Work to complete: Please copy out the records from their start through the line containing "positive clicks: (112, 168)", both ends included, reproducing every line verbatim.

________________

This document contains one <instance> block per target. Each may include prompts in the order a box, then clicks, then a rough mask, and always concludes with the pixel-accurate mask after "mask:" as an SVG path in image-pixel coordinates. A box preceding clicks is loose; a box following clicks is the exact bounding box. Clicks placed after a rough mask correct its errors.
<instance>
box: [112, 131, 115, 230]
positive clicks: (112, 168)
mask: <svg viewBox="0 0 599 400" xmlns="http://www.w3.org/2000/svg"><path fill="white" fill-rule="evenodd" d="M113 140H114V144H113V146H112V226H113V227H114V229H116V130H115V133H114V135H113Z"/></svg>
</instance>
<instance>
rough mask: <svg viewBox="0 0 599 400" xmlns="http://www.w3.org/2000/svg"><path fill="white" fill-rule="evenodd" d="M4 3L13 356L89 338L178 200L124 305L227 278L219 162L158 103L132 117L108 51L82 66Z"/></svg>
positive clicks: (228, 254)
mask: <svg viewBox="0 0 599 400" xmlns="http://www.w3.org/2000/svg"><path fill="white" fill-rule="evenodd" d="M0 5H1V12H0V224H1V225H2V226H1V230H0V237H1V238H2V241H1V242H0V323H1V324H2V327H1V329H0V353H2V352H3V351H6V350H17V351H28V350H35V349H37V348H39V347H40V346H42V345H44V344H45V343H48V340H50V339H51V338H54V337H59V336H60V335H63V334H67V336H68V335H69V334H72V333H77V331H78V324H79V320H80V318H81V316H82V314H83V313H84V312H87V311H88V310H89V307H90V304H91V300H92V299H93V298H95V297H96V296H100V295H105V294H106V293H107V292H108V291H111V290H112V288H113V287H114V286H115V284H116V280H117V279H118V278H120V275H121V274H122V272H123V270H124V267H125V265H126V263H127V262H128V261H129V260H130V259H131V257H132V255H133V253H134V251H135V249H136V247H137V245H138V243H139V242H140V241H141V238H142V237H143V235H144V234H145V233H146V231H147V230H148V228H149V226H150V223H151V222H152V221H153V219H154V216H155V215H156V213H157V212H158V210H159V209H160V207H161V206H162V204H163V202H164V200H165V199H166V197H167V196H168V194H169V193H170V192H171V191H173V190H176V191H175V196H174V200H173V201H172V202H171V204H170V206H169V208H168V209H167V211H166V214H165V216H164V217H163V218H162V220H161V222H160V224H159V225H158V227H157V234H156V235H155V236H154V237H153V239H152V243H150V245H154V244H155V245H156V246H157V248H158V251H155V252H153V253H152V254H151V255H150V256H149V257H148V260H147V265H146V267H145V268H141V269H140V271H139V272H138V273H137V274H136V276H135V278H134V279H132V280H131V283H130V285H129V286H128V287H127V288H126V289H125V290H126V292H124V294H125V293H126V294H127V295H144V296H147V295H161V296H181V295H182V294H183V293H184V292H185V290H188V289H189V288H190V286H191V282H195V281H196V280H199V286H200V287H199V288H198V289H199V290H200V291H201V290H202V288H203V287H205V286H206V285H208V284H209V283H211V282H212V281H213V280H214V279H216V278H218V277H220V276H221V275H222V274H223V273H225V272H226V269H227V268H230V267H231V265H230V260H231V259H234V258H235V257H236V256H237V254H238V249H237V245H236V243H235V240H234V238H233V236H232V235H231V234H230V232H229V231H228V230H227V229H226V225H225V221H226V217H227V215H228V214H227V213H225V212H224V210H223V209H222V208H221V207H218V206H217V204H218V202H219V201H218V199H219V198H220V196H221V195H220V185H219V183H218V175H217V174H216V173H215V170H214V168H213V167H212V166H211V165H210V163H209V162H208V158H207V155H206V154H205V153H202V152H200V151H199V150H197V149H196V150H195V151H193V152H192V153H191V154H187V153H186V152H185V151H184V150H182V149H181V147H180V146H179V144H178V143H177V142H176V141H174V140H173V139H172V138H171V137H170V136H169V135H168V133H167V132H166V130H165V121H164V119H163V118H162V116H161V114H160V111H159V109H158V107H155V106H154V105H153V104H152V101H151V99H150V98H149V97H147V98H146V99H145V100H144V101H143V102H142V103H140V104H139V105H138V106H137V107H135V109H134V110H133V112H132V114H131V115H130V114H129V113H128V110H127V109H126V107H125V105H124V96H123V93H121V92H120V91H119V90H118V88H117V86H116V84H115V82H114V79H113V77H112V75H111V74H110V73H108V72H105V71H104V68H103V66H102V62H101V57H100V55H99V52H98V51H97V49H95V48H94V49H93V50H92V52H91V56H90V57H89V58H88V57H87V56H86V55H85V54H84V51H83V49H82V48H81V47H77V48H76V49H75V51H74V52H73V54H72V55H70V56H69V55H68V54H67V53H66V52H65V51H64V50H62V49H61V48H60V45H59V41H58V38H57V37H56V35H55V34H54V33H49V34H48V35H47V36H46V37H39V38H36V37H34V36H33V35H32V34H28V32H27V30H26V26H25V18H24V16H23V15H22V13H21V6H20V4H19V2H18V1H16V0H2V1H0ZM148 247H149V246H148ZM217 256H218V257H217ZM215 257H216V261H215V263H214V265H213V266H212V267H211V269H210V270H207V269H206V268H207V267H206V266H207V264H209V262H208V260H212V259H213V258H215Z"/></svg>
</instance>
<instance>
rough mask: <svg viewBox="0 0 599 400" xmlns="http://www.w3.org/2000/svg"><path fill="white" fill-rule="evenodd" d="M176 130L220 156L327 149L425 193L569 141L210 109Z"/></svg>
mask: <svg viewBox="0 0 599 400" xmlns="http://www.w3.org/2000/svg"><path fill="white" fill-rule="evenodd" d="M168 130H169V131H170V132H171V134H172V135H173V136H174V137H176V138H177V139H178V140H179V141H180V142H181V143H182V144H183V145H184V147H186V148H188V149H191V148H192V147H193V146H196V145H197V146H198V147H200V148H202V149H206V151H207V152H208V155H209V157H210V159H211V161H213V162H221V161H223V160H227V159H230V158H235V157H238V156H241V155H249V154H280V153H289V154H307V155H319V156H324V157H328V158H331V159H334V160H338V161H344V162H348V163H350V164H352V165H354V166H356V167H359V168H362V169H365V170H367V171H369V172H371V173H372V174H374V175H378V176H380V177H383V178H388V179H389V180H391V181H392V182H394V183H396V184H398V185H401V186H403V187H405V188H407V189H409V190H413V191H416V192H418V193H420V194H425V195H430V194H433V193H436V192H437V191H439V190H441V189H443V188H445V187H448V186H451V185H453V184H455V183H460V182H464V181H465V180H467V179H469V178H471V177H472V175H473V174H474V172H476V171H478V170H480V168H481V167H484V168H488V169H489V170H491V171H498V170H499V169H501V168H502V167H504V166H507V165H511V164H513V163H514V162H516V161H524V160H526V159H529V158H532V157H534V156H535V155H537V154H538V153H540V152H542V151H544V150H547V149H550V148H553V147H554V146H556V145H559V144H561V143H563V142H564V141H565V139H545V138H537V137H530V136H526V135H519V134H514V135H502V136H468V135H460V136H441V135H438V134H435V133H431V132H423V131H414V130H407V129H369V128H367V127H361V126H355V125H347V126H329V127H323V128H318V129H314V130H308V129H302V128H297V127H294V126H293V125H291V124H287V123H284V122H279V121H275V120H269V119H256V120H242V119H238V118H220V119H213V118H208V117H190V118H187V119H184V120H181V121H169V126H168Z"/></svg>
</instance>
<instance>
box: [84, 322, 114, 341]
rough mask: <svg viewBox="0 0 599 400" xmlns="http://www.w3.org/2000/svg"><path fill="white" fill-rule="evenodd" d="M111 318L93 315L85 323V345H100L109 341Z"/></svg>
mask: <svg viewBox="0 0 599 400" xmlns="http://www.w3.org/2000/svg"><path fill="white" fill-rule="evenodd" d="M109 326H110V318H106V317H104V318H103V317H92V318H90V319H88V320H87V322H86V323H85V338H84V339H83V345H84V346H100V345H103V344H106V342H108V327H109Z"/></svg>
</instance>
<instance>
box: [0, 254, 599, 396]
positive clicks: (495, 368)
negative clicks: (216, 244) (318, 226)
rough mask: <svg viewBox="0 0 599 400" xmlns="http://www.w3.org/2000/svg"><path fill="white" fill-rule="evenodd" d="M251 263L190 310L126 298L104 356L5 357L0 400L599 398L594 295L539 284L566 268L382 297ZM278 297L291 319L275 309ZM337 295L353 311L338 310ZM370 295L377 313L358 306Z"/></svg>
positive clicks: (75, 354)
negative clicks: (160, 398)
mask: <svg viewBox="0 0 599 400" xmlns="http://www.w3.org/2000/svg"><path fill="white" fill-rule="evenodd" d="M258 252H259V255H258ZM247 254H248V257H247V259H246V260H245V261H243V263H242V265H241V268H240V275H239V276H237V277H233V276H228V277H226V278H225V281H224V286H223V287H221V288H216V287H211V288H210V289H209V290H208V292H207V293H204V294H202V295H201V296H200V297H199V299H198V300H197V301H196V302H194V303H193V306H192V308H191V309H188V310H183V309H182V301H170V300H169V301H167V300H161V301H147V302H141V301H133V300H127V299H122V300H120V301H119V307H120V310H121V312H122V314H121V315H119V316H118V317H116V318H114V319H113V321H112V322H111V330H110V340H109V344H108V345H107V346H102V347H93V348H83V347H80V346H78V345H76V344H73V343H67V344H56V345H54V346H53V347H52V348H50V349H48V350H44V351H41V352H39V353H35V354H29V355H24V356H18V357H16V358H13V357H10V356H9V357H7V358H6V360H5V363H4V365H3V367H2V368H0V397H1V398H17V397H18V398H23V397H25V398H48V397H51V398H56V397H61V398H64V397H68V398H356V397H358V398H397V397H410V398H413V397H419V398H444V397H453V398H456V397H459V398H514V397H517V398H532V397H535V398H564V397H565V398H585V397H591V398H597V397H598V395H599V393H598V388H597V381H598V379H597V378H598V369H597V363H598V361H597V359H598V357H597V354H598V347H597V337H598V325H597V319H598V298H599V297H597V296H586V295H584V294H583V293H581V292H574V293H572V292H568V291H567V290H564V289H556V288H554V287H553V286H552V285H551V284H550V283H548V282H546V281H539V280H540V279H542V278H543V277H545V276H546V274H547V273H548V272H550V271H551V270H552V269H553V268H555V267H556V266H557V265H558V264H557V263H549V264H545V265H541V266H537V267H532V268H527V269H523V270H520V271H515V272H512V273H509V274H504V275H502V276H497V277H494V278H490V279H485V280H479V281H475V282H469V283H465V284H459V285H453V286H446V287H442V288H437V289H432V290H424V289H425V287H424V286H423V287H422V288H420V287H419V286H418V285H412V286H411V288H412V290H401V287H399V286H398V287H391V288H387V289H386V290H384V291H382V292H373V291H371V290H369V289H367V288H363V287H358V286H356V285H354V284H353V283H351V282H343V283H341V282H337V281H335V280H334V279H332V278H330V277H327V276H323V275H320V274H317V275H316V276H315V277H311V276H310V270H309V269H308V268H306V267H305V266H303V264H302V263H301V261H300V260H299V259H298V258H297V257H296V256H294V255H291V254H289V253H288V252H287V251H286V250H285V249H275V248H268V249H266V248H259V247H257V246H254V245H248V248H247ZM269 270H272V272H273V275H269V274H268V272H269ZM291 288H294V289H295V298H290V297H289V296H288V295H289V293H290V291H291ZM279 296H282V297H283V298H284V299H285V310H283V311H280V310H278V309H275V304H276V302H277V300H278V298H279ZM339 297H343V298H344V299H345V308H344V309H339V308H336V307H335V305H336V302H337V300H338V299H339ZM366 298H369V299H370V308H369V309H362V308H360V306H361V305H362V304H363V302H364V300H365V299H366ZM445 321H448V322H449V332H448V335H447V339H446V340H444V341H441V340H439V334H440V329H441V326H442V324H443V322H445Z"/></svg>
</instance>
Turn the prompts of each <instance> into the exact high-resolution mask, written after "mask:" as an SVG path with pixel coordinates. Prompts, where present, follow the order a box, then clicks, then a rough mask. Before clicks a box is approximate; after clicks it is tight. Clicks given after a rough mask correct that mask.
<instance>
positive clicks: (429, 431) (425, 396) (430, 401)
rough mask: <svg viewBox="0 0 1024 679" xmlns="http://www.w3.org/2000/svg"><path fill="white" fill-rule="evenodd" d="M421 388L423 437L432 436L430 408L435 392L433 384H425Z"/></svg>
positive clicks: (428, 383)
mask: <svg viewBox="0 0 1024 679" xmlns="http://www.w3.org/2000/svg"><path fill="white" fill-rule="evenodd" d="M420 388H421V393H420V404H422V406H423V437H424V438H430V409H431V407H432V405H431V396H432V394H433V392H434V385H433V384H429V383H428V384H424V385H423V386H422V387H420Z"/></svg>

________________

Answer space:
This document contains one <instance> block per target. Each may include prompts in the order a box, then clicks, then a rough mask, and always concludes with the pixel-accurate mask after "mask:" as an SVG path in image-pixel coordinates. A box preceding clicks is loose; a box following clicks is the exact bounding box. Clicks placed after a rough mask correct its errors.
<instance>
box: [112, 131, 115, 230]
positive clicks: (112, 168)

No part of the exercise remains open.